* Start *

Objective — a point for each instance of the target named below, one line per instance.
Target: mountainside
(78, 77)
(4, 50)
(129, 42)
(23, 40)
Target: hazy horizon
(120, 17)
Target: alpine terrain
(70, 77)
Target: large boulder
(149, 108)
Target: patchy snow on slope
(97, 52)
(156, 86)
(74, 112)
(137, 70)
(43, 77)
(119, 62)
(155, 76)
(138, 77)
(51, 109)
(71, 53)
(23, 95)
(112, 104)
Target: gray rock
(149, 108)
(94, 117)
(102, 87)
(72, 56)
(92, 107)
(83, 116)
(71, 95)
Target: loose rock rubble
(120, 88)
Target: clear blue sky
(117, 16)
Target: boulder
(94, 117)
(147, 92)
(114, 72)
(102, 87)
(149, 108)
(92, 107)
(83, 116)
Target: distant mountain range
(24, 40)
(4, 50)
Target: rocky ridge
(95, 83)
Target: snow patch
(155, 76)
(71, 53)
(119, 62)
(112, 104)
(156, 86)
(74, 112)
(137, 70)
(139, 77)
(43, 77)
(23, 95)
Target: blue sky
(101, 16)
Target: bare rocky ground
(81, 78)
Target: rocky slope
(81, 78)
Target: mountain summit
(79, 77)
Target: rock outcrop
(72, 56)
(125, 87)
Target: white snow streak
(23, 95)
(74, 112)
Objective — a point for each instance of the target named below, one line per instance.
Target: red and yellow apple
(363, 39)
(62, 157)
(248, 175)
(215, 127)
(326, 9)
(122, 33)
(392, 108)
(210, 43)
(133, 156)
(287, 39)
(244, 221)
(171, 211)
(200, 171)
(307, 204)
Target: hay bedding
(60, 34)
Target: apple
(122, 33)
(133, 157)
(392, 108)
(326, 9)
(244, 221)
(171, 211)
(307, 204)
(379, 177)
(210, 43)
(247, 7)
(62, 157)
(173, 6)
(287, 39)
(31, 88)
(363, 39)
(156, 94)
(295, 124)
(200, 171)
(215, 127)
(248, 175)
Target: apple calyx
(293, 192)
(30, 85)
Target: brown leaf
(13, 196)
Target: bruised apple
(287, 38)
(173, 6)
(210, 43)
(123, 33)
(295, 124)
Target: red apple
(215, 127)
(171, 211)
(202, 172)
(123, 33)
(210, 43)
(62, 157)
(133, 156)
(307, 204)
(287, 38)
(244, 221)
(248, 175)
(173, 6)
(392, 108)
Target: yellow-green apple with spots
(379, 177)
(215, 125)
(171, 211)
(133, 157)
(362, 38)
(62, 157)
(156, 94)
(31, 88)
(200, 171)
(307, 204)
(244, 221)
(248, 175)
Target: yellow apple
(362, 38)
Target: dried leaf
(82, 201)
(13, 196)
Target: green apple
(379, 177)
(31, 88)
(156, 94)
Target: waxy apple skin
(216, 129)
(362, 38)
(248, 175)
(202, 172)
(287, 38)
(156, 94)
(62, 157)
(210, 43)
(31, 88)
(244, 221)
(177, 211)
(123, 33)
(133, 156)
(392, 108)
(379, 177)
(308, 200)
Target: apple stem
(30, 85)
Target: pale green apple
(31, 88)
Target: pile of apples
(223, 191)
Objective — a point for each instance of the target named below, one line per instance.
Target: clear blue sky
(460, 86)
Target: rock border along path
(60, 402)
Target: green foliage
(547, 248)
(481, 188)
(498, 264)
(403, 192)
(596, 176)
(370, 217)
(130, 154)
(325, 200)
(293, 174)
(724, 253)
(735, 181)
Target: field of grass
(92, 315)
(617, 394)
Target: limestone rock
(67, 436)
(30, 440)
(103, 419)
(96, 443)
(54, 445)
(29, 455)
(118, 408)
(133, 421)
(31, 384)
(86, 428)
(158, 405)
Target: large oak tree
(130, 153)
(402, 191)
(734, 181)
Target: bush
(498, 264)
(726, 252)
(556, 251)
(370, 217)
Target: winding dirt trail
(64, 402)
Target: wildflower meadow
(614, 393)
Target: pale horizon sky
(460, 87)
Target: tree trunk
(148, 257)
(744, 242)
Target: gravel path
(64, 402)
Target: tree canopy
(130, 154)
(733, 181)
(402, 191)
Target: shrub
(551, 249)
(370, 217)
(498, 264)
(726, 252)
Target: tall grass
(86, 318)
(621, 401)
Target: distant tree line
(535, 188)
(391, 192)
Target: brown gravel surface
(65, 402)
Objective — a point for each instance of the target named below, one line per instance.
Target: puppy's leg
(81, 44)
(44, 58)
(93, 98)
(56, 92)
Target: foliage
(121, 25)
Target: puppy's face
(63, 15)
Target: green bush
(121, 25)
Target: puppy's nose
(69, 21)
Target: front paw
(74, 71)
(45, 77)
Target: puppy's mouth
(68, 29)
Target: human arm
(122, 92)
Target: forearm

* End *

What the task asks = Can you recast all of the data above as a Markdown table with the columns Row and Line, giving each line its own numbered row and leaving out blank lines?

Reply to the exercise =
| Row | Line |
|---|---|
| 1 | Objective — a point for each instance of the target named below, one line per instance. |
| 2 | Target: mountainside |
| 3 | (78, 77) |
| 4 | (4, 50) |
| 5 | (129, 42) |
| 6 | (23, 40) |
| 7 | Target: hazy horizon |
| 8 | (120, 17) |
| 9 | Target: alpine terrain |
| 10 | (70, 77) |
| 11 | Target: large boulder |
| 12 | (149, 108) |
| 13 | Target: patchy snow on slope |
| 14 | (97, 52) |
| 15 | (156, 86) |
| 16 | (74, 112) |
| 17 | (137, 70) |
| 18 | (43, 77) |
| 19 | (119, 62) |
| 20 | (155, 76) |
| 21 | (138, 77) |
| 22 | (51, 109) |
| 23 | (71, 53) |
| 24 | (23, 95) |
| 25 | (112, 104) |
| 26 | Target: gray rock |
| 27 | (149, 108) |
| 28 | (94, 117) |
| 29 | (102, 87) |
| 30 | (72, 56) |
| 31 | (92, 107) |
| 32 | (83, 116) |
| 33 | (71, 95) |
| 34 | Target: loose rock rubble |
| 35 | (120, 88) |
| 36 | Target: clear blue sky |
| 37 | (117, 16) |
| 38 | Target: boulder |
| 39 | (94, 117) |
| 40 | (147, 92) |
| 41 | (114, 72) |
| 42 | (102, 87) |
| 43 | (149, 108) |
| 44 | (92, 107) |
| 45 | (83, 116) |
| 46 | Target: distant mountain range |
| 47 | (24, 40) |
| 48 | (4, 50) |
| 49 | Target: rocky ridge |
| 50 | (95, 83) |
| 51 | Target: snow patch |
| 52 | (155, 76) |
| 53 | (71, 53) |
| 54 | (119, 62) |
| 55 | (112, 104) |
| 56 | (156, 86) |
| 57 | (74, 112) |
| 58 | (137, 70) |
| 59 | (139, 77) |
| 60 | (43, 77) |
| 61 | (23, 95) |
| 62 | Target: blue sky |
| 63 | (101, 16) |
| 64 | Target: bare rocky ground |
| 65 | (81, 78) |
| 66 | Target: rocky slope |
| 67 | (81, 78) |
| 68 | Target: mountain summit |
| 69 | (79, 77) |
| 70 | Target: rock outcrop |
| 71 | (72, 56) |
| 72 | (125, 87) |
| 73 | Target: white snow streak |
| 74 | (23, 95) |
| 75 | (74, 112) |
| 76 | Objective — a point for each instance of the target named below, one line per instance. |
| 77 | Target: red and yellow apple |
| 78 | (363, 39) |
| 79 | (62, 157) |
| 80 | (248, 175) |
| 81 | (215, 127) |
| 82 | (326, 9) |
| 83 | (122, 33) |
| 84 | (392, 108) |
| 85 | (210, 43) |
| 86 | (133, 156) |
| 87 | (287, 39) |
| 88 | (244, 221) |
| 89 | (171, 211) |
| 90 | (200, 171) |
| 91 | (307, 204) |
| 92 | Target: hay bedding |
| 93 | (60, 34) |
| 94 | Target: apple |
| 95 | (122, 33) |
| 96 | (133, 157) |
| 97 | (392, 108) |
| 98 | (326, 9) |
| 99 | (244, 221) |
| 100 | (171, 211) |
| 101 | (307, 204) |
| 102 | (379, 177) |
| 103 | (210, 43) |
| 104 | (247, 7) |
| 105 | (62, 157) |
| 106 | (173, 6) |
| 107 | (287, 39) |
| 108 | (31, 88) |
| 109 | (363, 39) |
| 110 | (156, 94) |
| 111 | (295, 124) |
| 112 | (200, 171) |
| 113 | (215, 127) |
| 114 | (248, 175) |
| 115 | Target: apple calyx |
| 116 | (293, 192) |
| 117 | (30, 85) |
| 118 | Target: brown leaf |
| 119 | (13, 196) |
| 120 | Target: bruised apple |
| 121 | (287, 38) |
| 122 | (173, 6) |
| 123 | (210, 43) |
| 124 | (123, 33) |
| 125 | (295, 124) |
| 126 | Target: red apple |
| 127 | (215, 127) |
| 128 | (171, 211) |
| 129 | (202, 172) |
| 130 | (123, 33) |
| 131 | (210, 43) |
| 132 | (62, 157) |
| 133 | (133, 156) |
| 134 | (307, 204) |
| 135 | (287, 38) |
| 136 | (244, 221) |
| 137 | (248, 175) |
| 138 | (173, 6) |
| 139 | (392, 108) |
| 140 | Target: yellow-green apple with spots |
| 141 | (379, 177) |
| 142 | (215, 125) |
| 143 | (171, 211) |
| 144 | (133, 157) |
| 145 | (362, 38) |
| 146 | (62, 157) |
| 147 | (156, 94) |
| 148 | (31, 88) |
| 149 | (200, 171) |
| 150 | (307, 204) |
| 151 | (244, 221) |
| 152 | (248, 175) |
| 153 | Target: yellow apple |
| 154 | (362, 38) |
| 155 | Target: dried leaf |
| 156 | (82, 201) |
| 157 | (13, 196) |
| 158 | Target: green apple |
| 159 | (379, 177) |
| 160 | (31, 88) |
| 161 | (156, 94) |
| 162 | Target: waxy apple skin |
| 163 | (216, 129) |
| 164 | (362, 38) |
| 165 | (248, 175) |
| 166 | (202, 172) |
| 167 | (287, 38) |
| 168 | (156, 94) |
| 169 | (62, 157) |
| 170 | (210, 43) |
| 171 | (31, 88) |
| 172 | (244, 221) |
| 173 | (177, 211) |
| 174 | (123, 33) |
| 175 | (133, 156) |
| 176 | (392, 108) |
| 177 | (379, 177) |
| 178 | (308, 200) |
| 179 | Target: apple stem |
| 180 | (30, 85) |
| 181 | Target: pale green apple |
| 182 | (31, 88) |
| 183 | Target: pile of apples |
| 184 | (223, 191) |
| 185 | Objective — a point for each instance of the target named below, one line per instance. |
| 186 | Target: clear blue sky |
| 187 | (460, 86) |
| 188 | Target: rock border along path |
| 189 | (60, 402) |
| 190 | Target: green foliage |
| 191 | (547, 248) |
| 192 | (481, 188) |
| 193 | (498, 264) |
| 194 | (403, 192) |
| 195 | (596, 176) |
| 196 | (370, 217) |
| 197 | (130, 154) |
| 198 | (325, 200) |
| 199 | (293, 174) |
| 200 | (724, 253) |
| 201 | (735, 181) |
| 202 | Target: field of grass |
| 203 | (92, 315) |
| 204 | (617, 394) |
| 205 | Target: limestone rock |
| 206 | (67, 436) |
| 207 | (30, 440) |
| 208 | (103, 419) |
| 209 | (96, 443) |
| 210 | (54, 445) |
| 211 | (29, 455) |
| 212 | (118, 408) |
| 213 | (133, 421) |
| 214 | (31, 384) |
| 215 | (86, 428) |
| 216 | (158, 405) |
| 217 | Target: large oak tree |
| 218 | (130, 153) |
| 219 | (402, 191) |
| 220 | (734, 181) |
| 221 | Target: bush |
| 222 | (498, 264) |
| 223 | (726, 252) |
| 224 | (556, 251) |
| 225 | (370, 217) |
| 226 | Target: winding dirt trail |
| 227 | (64, 402) |
| 228 | Target: wildflower meadow |
| 229 | (614, 393) |
| 230 | Target: pale horizon sky |
| 231 | (460, 87) |
| 232 | Target: tree trunk |
| 233 | (148, 257) |
| 234 | (744, 242) |
| 235 | Target: gravel path |
| 236 | (64, 402) |
| 237 | Target: tree canopy |
| 238 | (130, 154) |
| 239 | (733, 181) |
| 240 | (402, 191) |
| 241 | Target: shrub |
| 242 | (551, 249) |
| 243 | (370, 217) |
| 244 | (498, 264) |
| 245 | (726, 252) |
| 246 | Target: tall grass |
| 247 | (86, 318) |
| 248 | (621, 401) |
| 249 | Target: distant tree line |
| 250 | (535, 188) |
| 251 | (391, 192) |
| 252 | Target: brown gravel surface |
| 253 | (65, 402) |
| 254 | Objective — a point for each instance of the target named below, one line per instance. |
| 255 | Target: puppy's leg |
| 256 | (81, 44) |
| 257 | (44, 58) |
| 258 | (93, 98) |
| 259 | (56, 92) |
| 260 | Target: foliage |
| 261 | (121, 25) |
| 262 | Target: puppy's face |
| 263 | (63, 15) |
| 264 | Target: green bush |
| 265 | (121, 25) |
| 266 | Target: puppy's nose |
| 267 | (69, 21) |
| 268 | Target: front paw |
| 269 | (74, 71) |
| 270 | (45, 77) |
| 271 | Target: puppy's mouth |
| 272 | (68, 29) |
| 273 | Target: human arm |
| 274 | (122, 92) |
| 275 | Target: forearm |